## Soal yang Dikerjakan
Sebutkan semua pembicara seminar yang disebut dalam teks sumber beserta jabatan masing-masing.

## Teks Sumber
# # # # #
Tahun 2100 mendatang Indonesia diperkirakan telah siap untuk memanfaatkan Pembangkit Listrik Tenaga Nuklir (PLTN). Di tahun tersebut dari sisi infrastruktur, kesiapan masyarakat, dan seluruh sumber daya energi yang dimiliki telah didayagunakan. Hal ini ditegaskan oleh Menteri Negara Lingkungan Hidup pada Kabinet Persatuan Nasional, Dr. Alexander Sonny Keraf, dalam Seminar Pro dan Kontra Nuklir sebagai Energi Alternatif di Fakultas Filsafat UGM, Jumat (8/4). Selain Sonny, hadir pula sebagai pembicara dalam acara tersebut Anggota Dewan Energi Nasional, Dr.Ir. Tumiran, M.Eng serta Kepala Pusat Studi Lingkungan Hidup UGM, Prof.dr. Hari Kusnanto, Dr.PH.
# # # # #
## Segmen Data
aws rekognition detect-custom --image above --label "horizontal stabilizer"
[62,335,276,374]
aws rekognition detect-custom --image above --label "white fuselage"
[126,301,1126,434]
# # # # #
## Jawaban Anda
- Dr. Alexander Sonny Keraf, Menteri Negara Lingkungan Hidup pada Kabinet Persatuan Nasional.
- Dr.Ir. Tumiran, M.Eng, Anggota Dewan Energi Nasional.
- Prof.dr. Hari Kusnanto, Dr.PH, Kepala Pusat Studi Lingkungan Hidup UGM.